## THE EXERCISE
Copy the lines below verbatim, beginning with the line that includes "Could you identify the glass" and continuing to the end; leave out everything before it.

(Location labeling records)
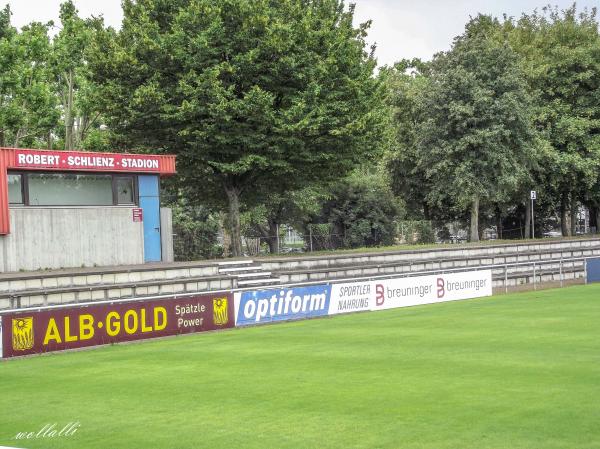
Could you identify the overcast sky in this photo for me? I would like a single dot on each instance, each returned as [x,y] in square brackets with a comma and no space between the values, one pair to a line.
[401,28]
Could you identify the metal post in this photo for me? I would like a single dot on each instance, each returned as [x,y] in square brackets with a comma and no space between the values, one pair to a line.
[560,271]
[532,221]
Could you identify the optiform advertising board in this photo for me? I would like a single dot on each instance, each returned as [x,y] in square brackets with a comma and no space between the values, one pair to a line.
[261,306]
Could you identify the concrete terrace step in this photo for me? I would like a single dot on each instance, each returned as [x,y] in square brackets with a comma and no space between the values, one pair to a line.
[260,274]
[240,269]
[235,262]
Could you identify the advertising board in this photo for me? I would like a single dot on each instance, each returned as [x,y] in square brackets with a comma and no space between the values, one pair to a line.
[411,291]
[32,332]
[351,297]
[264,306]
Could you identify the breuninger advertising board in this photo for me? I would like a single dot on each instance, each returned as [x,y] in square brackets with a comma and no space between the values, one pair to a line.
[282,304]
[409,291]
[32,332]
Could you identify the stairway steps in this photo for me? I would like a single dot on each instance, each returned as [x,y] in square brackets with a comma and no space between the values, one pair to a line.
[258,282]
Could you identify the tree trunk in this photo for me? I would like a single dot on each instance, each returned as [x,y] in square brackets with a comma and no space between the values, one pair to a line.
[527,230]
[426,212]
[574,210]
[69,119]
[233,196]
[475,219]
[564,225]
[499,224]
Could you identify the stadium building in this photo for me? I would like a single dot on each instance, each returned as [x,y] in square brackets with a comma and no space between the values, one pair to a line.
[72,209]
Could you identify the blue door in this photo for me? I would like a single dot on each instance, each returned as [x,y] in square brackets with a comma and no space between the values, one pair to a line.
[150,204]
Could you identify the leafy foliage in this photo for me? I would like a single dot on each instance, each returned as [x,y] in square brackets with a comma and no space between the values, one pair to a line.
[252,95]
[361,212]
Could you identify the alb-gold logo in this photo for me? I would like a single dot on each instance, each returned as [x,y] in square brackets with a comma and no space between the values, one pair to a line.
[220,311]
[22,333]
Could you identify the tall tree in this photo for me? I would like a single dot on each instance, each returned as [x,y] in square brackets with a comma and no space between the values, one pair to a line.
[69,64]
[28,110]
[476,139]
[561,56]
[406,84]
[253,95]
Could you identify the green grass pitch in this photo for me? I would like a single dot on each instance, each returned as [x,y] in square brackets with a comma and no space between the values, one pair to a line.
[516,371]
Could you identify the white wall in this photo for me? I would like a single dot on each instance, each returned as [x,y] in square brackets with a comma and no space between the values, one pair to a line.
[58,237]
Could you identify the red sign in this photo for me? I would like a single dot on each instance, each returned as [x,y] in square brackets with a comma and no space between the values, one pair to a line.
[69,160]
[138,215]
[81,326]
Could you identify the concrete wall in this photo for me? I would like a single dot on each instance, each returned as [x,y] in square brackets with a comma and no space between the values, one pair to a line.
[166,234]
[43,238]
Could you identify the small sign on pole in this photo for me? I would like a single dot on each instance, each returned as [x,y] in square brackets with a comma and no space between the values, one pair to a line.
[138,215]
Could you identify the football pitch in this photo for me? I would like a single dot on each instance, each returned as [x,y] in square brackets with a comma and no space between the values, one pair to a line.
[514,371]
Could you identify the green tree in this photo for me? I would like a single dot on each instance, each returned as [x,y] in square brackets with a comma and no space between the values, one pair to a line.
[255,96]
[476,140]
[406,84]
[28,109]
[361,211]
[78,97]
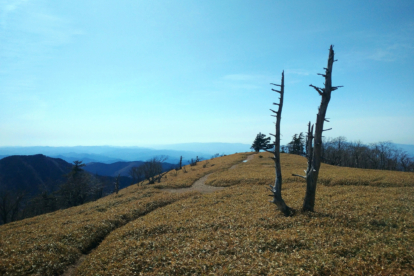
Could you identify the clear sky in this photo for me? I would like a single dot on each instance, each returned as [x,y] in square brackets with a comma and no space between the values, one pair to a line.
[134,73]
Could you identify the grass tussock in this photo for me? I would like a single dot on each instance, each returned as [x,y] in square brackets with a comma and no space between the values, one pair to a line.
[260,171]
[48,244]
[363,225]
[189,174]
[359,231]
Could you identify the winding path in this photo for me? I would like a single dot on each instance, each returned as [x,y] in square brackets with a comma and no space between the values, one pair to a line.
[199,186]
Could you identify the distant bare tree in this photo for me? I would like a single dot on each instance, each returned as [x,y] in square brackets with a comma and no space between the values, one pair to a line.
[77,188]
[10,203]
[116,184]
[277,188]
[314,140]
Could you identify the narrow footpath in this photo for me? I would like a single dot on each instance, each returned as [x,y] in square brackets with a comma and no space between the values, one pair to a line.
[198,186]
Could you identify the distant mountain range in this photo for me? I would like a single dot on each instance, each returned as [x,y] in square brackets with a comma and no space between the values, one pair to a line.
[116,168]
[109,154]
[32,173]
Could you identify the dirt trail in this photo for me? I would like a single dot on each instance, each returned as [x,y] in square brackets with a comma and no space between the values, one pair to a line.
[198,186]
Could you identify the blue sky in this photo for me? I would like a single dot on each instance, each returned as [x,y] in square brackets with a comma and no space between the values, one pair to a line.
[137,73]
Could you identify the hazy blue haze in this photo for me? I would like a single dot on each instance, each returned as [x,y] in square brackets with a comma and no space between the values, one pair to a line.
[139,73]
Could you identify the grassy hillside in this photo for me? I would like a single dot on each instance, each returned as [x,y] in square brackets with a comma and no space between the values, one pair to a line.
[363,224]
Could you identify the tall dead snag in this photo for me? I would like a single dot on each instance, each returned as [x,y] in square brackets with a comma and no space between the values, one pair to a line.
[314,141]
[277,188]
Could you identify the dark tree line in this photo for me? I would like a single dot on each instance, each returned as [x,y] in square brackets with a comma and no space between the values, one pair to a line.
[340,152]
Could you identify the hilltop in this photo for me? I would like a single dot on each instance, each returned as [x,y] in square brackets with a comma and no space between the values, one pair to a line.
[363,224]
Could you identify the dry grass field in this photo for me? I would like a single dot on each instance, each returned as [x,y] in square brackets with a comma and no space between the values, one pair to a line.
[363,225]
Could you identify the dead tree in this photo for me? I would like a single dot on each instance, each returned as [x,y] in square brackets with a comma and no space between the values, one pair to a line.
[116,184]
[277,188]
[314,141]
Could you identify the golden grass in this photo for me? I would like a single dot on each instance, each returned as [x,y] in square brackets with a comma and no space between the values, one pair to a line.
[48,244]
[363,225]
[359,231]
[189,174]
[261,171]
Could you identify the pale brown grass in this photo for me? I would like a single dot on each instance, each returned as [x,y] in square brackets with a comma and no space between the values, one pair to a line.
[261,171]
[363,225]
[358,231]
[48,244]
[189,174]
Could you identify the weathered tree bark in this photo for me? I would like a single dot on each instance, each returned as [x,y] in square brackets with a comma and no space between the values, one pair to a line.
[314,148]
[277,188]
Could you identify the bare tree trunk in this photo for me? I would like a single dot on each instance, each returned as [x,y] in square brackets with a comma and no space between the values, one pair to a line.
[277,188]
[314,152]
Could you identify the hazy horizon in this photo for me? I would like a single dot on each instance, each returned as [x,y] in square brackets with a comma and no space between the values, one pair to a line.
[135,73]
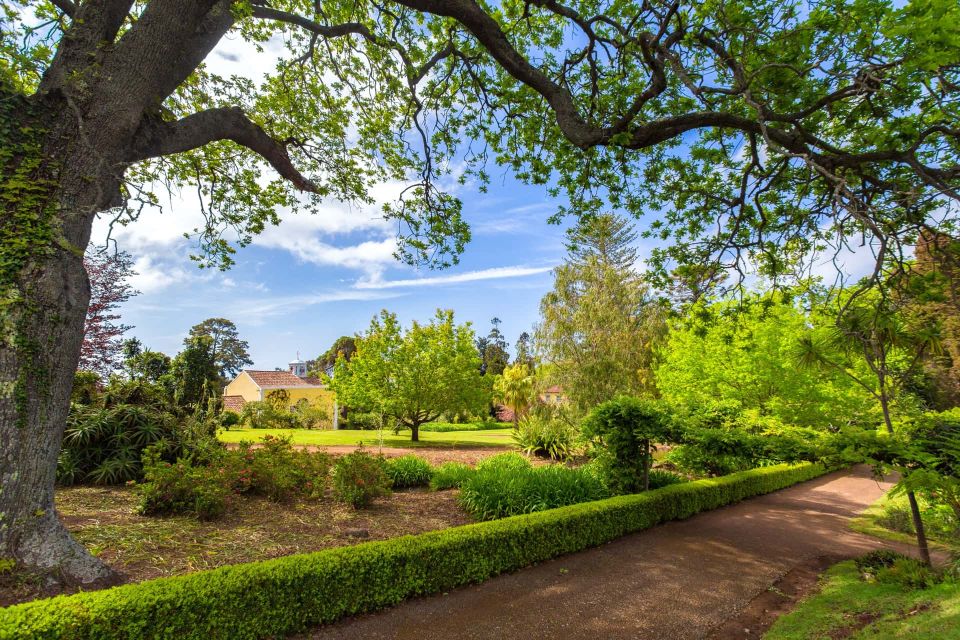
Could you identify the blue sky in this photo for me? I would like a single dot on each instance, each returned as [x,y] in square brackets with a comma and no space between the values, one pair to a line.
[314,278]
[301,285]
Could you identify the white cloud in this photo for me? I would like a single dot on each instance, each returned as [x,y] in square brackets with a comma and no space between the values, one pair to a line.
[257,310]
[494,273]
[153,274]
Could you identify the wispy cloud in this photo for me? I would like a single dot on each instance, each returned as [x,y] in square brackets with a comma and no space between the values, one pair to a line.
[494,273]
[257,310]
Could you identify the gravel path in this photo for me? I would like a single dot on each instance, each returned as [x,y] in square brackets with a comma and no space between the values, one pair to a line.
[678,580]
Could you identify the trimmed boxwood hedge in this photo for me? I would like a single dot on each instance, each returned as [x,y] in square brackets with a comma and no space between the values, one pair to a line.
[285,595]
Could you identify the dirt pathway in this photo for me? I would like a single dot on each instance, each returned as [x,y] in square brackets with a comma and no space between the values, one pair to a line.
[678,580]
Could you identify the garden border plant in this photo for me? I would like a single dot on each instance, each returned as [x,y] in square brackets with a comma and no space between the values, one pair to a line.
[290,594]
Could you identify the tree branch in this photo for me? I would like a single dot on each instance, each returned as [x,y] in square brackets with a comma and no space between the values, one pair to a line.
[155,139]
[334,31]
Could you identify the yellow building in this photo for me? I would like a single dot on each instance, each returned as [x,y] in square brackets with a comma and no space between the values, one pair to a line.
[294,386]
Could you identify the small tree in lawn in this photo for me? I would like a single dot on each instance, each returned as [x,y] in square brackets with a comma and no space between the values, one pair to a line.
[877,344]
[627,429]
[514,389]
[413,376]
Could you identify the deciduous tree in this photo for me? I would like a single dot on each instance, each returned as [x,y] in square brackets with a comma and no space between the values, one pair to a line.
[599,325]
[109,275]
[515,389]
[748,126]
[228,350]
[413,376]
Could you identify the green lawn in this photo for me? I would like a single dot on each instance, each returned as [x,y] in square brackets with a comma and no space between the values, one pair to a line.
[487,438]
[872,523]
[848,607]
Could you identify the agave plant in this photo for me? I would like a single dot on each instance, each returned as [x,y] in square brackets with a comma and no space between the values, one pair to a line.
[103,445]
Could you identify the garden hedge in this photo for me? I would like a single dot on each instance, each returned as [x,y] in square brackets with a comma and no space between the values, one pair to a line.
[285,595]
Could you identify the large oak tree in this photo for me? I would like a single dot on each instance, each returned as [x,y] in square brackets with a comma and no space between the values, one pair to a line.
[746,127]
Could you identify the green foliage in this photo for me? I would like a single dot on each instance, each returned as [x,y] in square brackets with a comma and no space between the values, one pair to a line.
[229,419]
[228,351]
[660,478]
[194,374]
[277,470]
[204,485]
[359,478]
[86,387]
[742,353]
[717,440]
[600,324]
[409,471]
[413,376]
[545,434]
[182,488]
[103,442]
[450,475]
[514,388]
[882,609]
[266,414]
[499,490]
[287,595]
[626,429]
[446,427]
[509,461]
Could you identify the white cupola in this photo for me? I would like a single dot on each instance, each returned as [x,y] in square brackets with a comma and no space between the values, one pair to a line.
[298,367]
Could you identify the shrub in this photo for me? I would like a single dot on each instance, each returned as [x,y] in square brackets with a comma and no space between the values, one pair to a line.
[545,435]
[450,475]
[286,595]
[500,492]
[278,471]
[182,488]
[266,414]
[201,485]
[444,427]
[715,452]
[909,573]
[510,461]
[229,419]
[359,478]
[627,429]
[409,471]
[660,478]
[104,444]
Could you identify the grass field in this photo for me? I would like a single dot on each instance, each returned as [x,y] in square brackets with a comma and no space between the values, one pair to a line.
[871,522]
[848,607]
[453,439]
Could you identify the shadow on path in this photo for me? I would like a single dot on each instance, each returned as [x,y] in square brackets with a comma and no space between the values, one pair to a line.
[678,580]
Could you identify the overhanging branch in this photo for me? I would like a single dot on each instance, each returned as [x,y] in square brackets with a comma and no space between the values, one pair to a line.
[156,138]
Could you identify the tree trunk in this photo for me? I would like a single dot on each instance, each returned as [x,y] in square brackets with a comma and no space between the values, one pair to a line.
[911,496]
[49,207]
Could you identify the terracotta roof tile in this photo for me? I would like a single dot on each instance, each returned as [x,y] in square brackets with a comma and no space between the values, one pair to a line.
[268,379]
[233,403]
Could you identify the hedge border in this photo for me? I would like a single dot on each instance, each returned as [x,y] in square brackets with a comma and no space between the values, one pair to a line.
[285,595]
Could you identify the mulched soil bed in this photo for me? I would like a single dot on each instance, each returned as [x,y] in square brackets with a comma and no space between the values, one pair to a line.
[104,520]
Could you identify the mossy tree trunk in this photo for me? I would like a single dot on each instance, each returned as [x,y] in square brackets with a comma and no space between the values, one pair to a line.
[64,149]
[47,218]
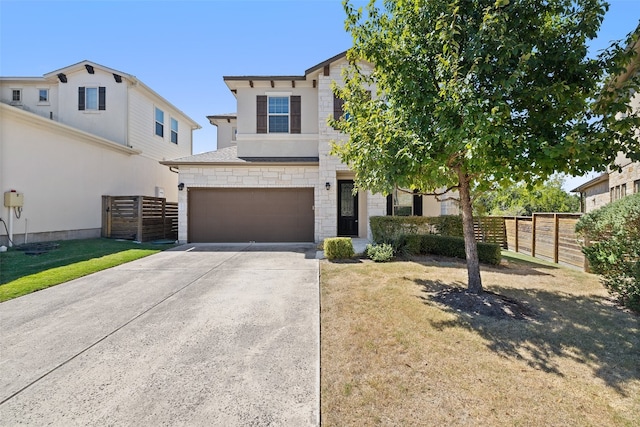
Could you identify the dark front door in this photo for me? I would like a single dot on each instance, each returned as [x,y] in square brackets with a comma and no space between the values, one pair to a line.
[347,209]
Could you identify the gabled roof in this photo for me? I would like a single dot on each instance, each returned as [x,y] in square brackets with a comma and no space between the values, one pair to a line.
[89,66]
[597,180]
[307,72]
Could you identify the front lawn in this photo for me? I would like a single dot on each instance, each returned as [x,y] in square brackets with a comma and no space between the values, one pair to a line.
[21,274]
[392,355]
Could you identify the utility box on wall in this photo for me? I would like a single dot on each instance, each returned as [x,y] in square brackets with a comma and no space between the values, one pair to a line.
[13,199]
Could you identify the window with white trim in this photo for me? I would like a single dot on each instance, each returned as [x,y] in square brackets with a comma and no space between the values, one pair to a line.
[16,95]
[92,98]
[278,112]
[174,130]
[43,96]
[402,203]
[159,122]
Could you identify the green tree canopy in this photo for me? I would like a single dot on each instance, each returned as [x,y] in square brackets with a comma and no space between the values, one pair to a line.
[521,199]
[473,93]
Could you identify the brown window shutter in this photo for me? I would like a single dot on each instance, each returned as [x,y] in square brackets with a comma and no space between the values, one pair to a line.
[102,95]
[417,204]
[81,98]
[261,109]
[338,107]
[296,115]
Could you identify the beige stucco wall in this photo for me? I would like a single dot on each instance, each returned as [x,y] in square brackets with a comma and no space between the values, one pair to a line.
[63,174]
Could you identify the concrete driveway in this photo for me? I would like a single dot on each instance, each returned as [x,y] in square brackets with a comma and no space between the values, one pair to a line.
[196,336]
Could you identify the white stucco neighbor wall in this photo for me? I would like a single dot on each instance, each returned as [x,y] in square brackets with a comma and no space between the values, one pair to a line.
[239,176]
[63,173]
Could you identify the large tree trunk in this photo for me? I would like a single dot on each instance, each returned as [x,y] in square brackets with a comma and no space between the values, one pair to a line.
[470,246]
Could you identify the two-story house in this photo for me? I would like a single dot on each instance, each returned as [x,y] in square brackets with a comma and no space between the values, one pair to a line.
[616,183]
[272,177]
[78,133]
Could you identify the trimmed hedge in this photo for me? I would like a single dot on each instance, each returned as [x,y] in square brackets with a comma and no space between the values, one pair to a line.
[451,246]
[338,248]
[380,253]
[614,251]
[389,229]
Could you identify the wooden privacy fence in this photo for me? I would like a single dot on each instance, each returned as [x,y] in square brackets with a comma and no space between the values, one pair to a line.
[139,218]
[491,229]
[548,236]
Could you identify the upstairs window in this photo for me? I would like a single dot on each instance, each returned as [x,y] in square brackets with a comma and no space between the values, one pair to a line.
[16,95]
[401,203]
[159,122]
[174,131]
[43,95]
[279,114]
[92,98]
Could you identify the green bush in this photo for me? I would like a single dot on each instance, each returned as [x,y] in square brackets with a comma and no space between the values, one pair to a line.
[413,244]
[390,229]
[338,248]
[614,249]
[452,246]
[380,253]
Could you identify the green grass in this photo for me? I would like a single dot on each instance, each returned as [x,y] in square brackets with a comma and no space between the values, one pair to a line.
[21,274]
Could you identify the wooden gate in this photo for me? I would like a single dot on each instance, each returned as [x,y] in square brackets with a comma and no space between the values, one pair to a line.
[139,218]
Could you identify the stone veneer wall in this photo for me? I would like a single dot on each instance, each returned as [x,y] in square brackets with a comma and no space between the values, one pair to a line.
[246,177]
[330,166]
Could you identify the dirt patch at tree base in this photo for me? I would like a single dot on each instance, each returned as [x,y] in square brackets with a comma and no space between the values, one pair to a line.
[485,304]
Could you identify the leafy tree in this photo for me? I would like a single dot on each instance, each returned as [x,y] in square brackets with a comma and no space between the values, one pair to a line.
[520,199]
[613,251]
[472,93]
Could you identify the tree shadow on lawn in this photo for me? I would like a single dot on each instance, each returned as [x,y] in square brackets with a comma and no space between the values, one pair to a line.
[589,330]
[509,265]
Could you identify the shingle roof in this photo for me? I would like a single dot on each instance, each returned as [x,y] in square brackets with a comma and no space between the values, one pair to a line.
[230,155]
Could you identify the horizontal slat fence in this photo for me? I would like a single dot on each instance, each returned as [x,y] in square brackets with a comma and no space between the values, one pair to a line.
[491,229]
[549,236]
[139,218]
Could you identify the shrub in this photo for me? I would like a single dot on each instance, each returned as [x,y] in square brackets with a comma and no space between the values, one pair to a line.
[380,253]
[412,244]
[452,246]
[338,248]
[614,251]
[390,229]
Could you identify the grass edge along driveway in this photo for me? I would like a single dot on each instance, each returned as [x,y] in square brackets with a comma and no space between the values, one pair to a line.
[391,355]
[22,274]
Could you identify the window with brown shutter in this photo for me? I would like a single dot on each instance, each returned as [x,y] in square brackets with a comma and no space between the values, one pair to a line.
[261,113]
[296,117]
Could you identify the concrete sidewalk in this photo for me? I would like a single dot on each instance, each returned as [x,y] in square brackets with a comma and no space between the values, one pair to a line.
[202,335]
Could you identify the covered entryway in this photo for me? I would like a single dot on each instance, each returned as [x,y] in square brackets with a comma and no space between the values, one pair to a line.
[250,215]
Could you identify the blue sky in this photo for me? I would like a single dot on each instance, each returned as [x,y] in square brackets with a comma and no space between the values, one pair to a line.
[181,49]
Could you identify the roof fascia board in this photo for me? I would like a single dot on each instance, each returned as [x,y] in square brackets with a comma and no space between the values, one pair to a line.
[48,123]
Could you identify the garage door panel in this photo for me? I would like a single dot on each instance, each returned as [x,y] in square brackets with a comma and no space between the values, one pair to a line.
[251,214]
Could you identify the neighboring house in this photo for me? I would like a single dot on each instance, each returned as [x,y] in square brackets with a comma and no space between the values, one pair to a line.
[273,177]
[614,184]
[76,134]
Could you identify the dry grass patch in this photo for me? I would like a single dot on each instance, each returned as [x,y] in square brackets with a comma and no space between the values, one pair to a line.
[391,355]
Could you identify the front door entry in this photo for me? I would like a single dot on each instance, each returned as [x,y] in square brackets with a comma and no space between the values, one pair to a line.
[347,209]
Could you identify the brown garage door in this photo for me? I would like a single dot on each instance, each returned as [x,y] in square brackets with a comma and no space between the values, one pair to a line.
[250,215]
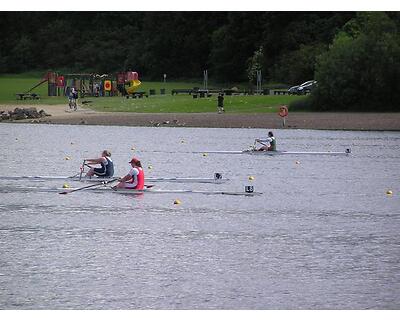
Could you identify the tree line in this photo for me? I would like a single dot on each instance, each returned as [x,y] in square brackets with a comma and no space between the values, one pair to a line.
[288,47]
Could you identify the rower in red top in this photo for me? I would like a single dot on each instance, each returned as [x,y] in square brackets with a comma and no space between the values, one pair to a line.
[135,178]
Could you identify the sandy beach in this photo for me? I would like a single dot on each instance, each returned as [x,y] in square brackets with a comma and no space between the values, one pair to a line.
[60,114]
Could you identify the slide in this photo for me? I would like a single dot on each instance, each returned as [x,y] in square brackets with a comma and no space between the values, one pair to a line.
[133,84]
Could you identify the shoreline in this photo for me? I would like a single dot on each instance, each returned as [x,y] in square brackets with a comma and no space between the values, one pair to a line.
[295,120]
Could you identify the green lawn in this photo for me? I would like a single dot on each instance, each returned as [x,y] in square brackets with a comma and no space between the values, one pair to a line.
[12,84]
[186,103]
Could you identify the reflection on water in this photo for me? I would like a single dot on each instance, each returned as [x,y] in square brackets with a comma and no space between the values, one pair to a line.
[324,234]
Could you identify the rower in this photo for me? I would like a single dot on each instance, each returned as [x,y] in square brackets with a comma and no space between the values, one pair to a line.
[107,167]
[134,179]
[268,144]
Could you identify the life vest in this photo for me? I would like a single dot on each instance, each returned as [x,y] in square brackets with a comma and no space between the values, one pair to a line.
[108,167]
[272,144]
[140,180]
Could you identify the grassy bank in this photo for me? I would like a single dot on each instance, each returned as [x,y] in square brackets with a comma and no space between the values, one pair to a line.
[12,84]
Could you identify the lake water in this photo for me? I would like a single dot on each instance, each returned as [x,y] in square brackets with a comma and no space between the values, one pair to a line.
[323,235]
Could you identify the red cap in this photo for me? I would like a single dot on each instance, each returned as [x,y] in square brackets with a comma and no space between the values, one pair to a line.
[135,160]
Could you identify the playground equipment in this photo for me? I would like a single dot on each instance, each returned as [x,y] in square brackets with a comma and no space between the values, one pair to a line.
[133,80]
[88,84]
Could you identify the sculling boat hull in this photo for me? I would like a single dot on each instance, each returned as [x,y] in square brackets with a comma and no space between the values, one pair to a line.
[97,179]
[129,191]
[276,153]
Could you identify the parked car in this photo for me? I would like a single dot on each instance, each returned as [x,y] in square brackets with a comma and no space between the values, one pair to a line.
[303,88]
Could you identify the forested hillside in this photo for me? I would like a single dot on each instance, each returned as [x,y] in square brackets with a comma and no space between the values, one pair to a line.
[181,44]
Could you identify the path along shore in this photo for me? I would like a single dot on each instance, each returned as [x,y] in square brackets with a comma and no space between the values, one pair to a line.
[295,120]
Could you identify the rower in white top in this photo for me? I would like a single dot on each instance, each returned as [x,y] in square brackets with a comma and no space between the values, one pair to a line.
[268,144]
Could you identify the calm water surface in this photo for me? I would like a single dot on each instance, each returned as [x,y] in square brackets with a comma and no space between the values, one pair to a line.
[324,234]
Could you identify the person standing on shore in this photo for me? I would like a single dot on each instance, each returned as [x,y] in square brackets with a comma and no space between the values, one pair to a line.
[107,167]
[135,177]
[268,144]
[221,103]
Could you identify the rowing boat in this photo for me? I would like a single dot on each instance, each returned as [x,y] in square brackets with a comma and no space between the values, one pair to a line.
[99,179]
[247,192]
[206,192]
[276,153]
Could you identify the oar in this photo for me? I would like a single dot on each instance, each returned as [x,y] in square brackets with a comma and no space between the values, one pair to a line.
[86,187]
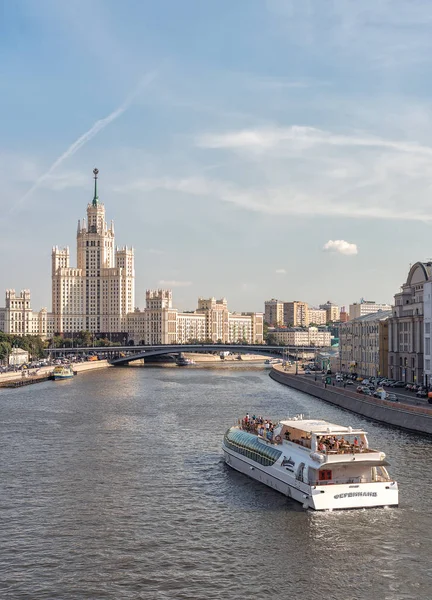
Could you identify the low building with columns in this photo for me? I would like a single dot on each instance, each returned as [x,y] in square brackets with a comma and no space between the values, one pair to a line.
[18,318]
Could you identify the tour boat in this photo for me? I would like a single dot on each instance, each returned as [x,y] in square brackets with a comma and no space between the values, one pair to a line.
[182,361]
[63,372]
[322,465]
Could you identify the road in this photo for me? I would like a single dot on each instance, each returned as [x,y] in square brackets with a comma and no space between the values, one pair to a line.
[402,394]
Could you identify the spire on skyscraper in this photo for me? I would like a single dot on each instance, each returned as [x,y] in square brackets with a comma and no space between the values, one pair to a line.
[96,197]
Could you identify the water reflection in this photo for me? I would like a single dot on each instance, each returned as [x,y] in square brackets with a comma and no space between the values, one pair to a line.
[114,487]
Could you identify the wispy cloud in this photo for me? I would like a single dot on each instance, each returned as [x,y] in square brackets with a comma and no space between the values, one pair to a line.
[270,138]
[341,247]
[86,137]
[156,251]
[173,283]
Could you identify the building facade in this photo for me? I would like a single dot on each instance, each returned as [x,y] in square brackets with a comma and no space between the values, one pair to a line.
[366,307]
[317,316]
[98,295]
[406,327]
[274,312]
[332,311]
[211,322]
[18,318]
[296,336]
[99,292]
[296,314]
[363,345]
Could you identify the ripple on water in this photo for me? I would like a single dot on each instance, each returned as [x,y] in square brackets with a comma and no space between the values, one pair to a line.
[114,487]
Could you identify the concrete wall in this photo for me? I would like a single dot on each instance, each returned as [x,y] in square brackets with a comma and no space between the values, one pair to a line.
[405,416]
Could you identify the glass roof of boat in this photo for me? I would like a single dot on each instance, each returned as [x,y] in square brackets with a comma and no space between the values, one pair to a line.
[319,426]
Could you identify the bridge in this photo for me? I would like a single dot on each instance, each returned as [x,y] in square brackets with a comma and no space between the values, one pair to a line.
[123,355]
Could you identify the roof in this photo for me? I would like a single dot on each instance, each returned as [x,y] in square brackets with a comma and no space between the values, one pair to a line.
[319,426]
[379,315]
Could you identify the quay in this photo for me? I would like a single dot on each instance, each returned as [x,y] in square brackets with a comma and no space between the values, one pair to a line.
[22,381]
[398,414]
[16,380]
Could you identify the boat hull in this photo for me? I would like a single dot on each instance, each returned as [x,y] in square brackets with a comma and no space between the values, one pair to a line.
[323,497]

## RESPONSE TO THE EXERCISE
Could you identify the glass roof of boat in this photo for me? I would like a single dot on each instance, each returned as [x,y] in square brackets with a comma and no space between the values, one pair to a line.
[319,426]
Could you identify the bridge in this photo for me? I would like a single dot on each instance, each returned as [x,y] in square brackets with a comma and no space between the values, one pair to a line.
[123,355]
Could you identify the roof in this photo for me? I would like a single dot on each instance, each returned as [x,y] in square brackets with a comma and no space between the values, one pair to a line.
[319,426]
[379,315]
Could you identify the quay in this photo for me? I would like a single dot on each instance, each returned as [x,y] in square brackets with a comma and no space between the values, one pair to a line.
[22,381]
[398,414]
[16,380]
Could you identify the boat hull in this photo for me? I would like a single dot on each instance, each returned as [x,y] in square brackets with a comma and no space between the values, one pair to a line.
[323,497]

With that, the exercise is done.